### Listed entries
— start —

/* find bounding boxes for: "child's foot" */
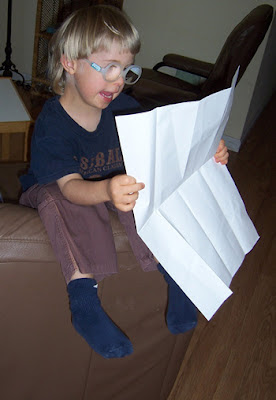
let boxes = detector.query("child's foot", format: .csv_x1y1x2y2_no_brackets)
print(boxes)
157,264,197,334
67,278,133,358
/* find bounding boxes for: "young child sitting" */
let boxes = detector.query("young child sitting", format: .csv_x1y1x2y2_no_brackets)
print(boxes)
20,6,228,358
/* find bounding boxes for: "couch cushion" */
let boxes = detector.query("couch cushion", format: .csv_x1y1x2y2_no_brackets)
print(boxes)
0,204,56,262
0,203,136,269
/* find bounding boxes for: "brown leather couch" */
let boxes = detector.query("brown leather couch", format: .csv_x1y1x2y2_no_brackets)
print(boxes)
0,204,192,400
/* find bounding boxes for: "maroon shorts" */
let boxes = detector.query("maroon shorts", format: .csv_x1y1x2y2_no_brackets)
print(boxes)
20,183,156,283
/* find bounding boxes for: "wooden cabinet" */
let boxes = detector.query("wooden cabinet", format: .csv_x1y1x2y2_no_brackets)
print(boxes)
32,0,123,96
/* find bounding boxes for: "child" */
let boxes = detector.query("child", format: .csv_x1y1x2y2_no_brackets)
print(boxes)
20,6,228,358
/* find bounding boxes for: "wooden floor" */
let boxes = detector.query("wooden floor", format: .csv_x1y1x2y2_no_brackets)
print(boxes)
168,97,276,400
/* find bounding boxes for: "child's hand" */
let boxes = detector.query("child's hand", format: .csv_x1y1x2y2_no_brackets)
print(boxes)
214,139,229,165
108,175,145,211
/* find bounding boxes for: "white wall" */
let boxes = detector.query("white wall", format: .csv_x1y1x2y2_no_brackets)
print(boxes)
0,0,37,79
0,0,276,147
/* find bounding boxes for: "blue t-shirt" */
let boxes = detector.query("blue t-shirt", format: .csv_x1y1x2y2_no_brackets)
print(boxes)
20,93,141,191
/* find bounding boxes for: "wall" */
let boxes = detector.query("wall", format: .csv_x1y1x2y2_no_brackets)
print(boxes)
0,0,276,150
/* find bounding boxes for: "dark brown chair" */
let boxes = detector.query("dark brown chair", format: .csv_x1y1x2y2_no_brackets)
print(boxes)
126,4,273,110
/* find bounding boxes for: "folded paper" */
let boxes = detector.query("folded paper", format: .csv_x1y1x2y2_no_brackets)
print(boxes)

— end —

### Task instructions
Drop the images and repeat the data exactly.

### Output of the exercise
/* find bounding boxes for: "child's foot" */
let boxes = detector.query("child's foot", format: .csv_x1y1x2y2_no_brackets)
print(boxes)
157,264,197,334
67,278,133,358
/* find bounding boxes for: "young child sitting" */
let boxes = detector.query("young child sitting", format: .csv_x1y1x2y2_no_brackets)
print(boxes)
20,6,228,358
/* find bounding boxes for: "couch cushion" */
let boxes = detector.query("couch cushion", format: .csv_x1y1x2y2_no_brackets)
print(boxes)
0,204,56,262
0,203,136,269
/* find bounding boxes for: "brown leather couch" */
let boxes = detector.query("brown leather couch", format: .csv_x1y1x2y2_no_brackets)
print(boxes)
0,204,192,400
/* find bounding boxes for: "maroon shorts" */
let boxes = detector.query("maroon shorts", format: .csv_x1y1x2y2_no_brackets)
print(boxes)
20,183,156,283
/* find bounding boxes for: "wooden cabinet" */
let boxes = detector.query("wooden cabinet", format: .csv_x1y1x2y2_no_brackets)
print(boxes)
32,0,123,96
/* find bounding boxes for: "child" */
let boxes = detector.query("child", format: .csv_x1y1x2y2_no_brackets)
print(boxes)
20,6,228,358
/* find bounding boxes for: "wooden floor" */
let boxes = detector.query("wooden floor", format: .csv_x1y1x2y2_no_brackets)
print(boxes)
168,97,276,400
/* find bounding boxes for: "child's hand" */
let boxes = detector.query("child's hand", format: .csv_x1y1x2y2_no_brackets)
print(boxes)
214,139,229,165
108,175,145,211
/* find bounding boxes for: "white wall" */
let boxes = detector.query("white wall", format: .csv_x1y1x2y2_no_brackets)
print(boxes)
0,0,37,79
0,0,276,147
/* find bounding boxes for: "blue t-shirt" */
let boxes = detector.query("blue t-shirt", format: .csv_x1y1x2y2_no_brackets)
print(boxes)
20,93,141,191
/* find bounding boxes for: "wall" */
let boxes = detector.query("wall", format: .csv_x1y1x2y2_no_brackets)
print(boxes)
0,0,276,150
/* find bounding boxes for: "dark brown chair" */
let boxes = detector.query("dark brown chair", format: .csv_x1y1x2y2_no_brackets)
print(boxes)
126,4,273,110
/* find bounding boxes for: "folded paper" */
let boxes = detector.query("folded paper", format: .csv_x1y1x2y2_no_brackets)
print(boxes)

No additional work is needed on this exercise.